- **Problem**
Could you copy every record exactly as it appears?

- **Supplied records**
....
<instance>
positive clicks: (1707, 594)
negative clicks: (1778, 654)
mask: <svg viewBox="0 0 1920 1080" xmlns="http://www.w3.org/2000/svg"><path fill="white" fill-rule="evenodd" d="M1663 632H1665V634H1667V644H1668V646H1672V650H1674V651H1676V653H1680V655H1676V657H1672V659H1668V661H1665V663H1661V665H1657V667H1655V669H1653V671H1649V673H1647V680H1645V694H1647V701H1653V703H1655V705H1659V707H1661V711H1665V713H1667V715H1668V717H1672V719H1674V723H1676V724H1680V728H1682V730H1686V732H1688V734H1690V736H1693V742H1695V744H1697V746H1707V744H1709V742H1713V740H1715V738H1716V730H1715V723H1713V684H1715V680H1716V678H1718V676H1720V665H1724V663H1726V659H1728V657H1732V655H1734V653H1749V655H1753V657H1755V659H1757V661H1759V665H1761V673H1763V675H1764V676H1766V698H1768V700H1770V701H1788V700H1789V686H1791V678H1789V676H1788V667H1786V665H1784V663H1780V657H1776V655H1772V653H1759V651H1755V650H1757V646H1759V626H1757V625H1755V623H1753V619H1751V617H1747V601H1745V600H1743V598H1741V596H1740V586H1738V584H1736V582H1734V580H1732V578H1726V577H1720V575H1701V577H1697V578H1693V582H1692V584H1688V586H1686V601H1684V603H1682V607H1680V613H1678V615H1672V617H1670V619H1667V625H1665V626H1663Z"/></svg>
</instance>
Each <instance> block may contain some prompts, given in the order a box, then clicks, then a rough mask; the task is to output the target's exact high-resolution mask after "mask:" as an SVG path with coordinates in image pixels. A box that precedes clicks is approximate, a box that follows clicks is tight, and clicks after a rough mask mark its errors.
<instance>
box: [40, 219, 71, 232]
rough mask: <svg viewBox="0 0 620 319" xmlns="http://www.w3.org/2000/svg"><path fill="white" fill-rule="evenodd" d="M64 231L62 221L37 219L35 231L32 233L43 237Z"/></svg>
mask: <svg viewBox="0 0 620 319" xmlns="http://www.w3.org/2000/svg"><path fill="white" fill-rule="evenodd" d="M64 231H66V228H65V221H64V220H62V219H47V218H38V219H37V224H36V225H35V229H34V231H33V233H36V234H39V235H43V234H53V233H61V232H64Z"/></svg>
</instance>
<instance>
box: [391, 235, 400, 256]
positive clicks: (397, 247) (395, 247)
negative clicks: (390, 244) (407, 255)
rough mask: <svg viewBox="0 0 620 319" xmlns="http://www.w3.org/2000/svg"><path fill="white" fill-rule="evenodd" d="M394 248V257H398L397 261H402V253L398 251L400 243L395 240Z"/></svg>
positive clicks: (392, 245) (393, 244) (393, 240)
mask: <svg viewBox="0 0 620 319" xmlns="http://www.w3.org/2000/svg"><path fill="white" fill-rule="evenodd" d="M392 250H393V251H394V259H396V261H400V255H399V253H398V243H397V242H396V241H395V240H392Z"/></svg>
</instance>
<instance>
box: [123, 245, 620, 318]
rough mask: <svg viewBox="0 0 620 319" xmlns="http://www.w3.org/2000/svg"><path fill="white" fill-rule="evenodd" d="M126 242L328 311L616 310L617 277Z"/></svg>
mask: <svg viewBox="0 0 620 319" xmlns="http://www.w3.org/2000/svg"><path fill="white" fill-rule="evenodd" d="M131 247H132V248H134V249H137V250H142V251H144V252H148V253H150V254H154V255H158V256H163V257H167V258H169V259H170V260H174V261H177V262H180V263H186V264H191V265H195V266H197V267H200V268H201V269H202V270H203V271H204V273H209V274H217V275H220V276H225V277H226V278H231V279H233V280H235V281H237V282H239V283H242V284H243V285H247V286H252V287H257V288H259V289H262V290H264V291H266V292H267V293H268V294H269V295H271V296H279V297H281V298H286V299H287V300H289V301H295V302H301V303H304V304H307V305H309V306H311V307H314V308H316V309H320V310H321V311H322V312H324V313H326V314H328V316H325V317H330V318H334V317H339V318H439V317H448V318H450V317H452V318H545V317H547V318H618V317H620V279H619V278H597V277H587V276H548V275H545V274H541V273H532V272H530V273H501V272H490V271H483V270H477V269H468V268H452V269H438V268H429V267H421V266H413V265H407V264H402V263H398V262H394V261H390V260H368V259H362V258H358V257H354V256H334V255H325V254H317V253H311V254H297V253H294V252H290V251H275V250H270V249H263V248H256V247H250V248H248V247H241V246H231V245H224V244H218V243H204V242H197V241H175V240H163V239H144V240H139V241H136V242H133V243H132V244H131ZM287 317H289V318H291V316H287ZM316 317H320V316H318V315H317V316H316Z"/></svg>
....
- **Problem solution**
<instance>
positive clicks: (1707, 594)
negative clicks: (1778, 654)
mask: <svg viewBox="0 0 1920 1080" xmlns="http://www.w3.org/2000/svg"><path fill="white" fill-rule="evenodd" d="M1663 632H1665V634H1667V644H1668V646H1672V650H1674V651H1676V653H1680V655H1676V657H1672V659H1668V661H1665V663H1661V665H1657V667H1655V669H1653V671H1649V673H1647V680H1645V694H1647V701H1653V703H1655V705H1659V707H1661V711H1665V713H1667V715H1668V717H1672V719H1674V723H1676V724H1680V728H1682V730H1686V732H1688V734H1690V736H1693V742H1695V744H1697V746H1707V744H1709V742H1713V740H1715V738H1716V730H1715V723H1713V684H1715V680H1716V678H1718V676H1720V665H1724V663H1726V659H1728V657H1732V655H1734V653H1749V655H1753V657H1755V659H1757V661H1759V665H1761V673H1763V675H1764V676H1766V698H1768V700H1770V701H1788V700H1789V686H1791V678H1789V676H1788V667H1786V665H1784V663H1780V657H1776V655H1772V653H1759V651H1755V650H1757V646H1759V626H1757V625H1755V623H1753V619H1751V617H1747V601H1745V600H1743V598H1741V596H1740V586H1738V584H1736V582H1734V580H1732V578H1726V577H1720V575H1701V577H1697V578H1693V582H1692V584H1688V586H1686V601H1684V603H1682V607H1680V613H1678V615H1672V617H1670V619H1667V625H1665V626H1663Z"/></svg>
</instance>
Each <instance> block may contain some prompts, given in the order a box, then clicks, then a rough mask; the task is to output the target's exact high-resolution mask after "mask:" as an SVG path with coordinates in image pixels. A box that precedes clicks is approximate, a box that follows clicks is tight, and clicks after a rough mask mark its errors.
<instance>
box: [40, 219, 71, 232]
rough mask: <svg viewBox="0 0 620 319" xmlns="http://www.w3.org/2000/svg"><path fill="white" fill-rule="evenodd" d="M64 231L62 221L37 219L35 231L32 233L43 237Z"/></svg>
mask: <svg viewBox="0 0 620 319" xmlns="http://www.w3.org/2000/svg"><path fill="white" fill-rule="evenodd" d="M64 231H66V228H65V221H64V220H62V219H47V218H38V219H37V224H36V225H35V229H34V231H33V233H36V234H39V235H43V234H53V233H61V232H64Z"/></svg>
</instance>
<instance>
box: [391, 235, 400, 256]
positive clicks: (397, 247) (395, 247)
negative clicks: (390, 244) (407, 255)
rough mask: <svg viewBox="0 0 620 319" xmlns="http://www.w3.org/2000/svg"><path fill="white" fill-rule="evenodd" d="M394 248V257H398L397 261H402V253L398 251L400 243L395 240Z"/></svg>
positive clicks: (392, 245) (393, 244) (393, 240)
mask: <svg viewBox="0 0 620 319" xmlns="http://www.w3.org/2000/svg"><path fill="white" fill-rule="evenodd" d="M392 250H393V251H394V259H396V261H400V255H399V253H398V243H397V242H396V241H395V240H392Z"/></svg>
</instance>
<instance>
box: [123, 245, 620, 318]
rough mask: <svg viewBox="0 0 620 319" xmlns="http://www.w3.org/2000/svg"><path fill="white" fill-rule="evenodd" d="M126 242L328 311L616 310L617 277Z"/></svg>
mask: <svg viewBox="0 0 620 319" xmlns="http://www.w3.org/2000/svg"><path fill="white" fill-rule="evenodd" d="M131 247H132V248H134V249H137V250H142V251H144V252H148V253H150V254H154V255H158V256H163V257H167V258H169V259H170V260H174V261H177V262H180V263H186V264H191V265H195V266H197V267H200V268H201V269H202V270H203V271H204V273H209V274H217V275H220V276H225V277H226V278H231V279H233V280H235V281H237V282H239V283H242V284H243V285H247V286H252V287H257V288H259V289H262V290H264V291H266V292H267V293H268V294H269V295H271V296H279V297H281V298H286V299H287V300H289V301H295V302H301V303H304V304H307V305H309V306H311V307H314V308H316V309H320V310H321V311H322V312H324V313H326V314H328V316H325V317H330V318H334V317H339V318H439V317H448V318H450V317H452V318H545V317H547V318H618V317H620V279H619V278H597V277H587V276H548V275H545V274H541V273H532V272H530V273H501V272H490V271H483V270H477V269H468V268H452V269H438V268H429V267H421V266H413V265H407V264H402V263H398V262H394V261H390V260H368V259H362V258H358V257H354V256H334V255H325V254H317V253H311V254H297V253H294V252H290V251H275V250H270V249H263V248H256V247H250V248H248V247H241V246H231V245H224V244H218V243H204V242H197V241H175V240H163V239H144V240H139V241H136V242H133V243H132V244H131ZM287 317H289V318H291V316H287ZM316 317H320V316H318V315H317V316H316Z"/></svg>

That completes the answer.